Given request —
Write out the lines again, from the line containing "of the side" through the end of the items, switching each "mirror" to "window" and keeping everything else unchanged.

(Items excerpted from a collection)
_ _ _

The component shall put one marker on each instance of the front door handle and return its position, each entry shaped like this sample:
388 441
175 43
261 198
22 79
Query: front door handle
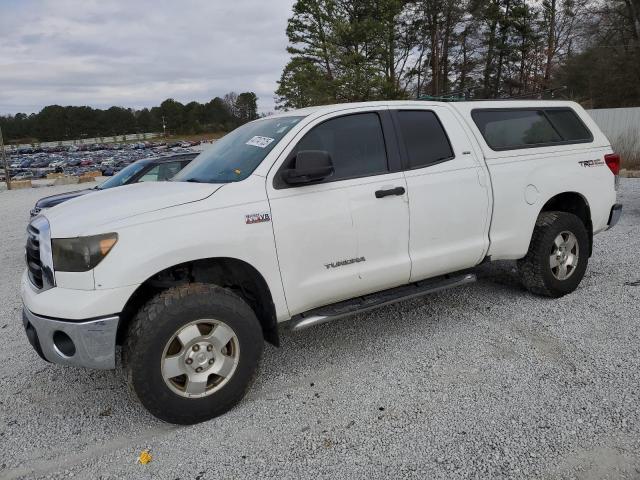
391 191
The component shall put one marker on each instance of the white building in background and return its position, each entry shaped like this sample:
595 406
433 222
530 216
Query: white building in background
622 127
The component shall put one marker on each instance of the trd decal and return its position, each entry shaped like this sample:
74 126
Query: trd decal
591 163
257 218
341 263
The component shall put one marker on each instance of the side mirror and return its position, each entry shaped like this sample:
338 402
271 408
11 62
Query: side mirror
311 166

_ _ _

Answer to the task —
The component shall put one marker on each instance of the side window and return its position, each entry shaped like this sample:
338 402
271 408
11 62
Query: side window
311 166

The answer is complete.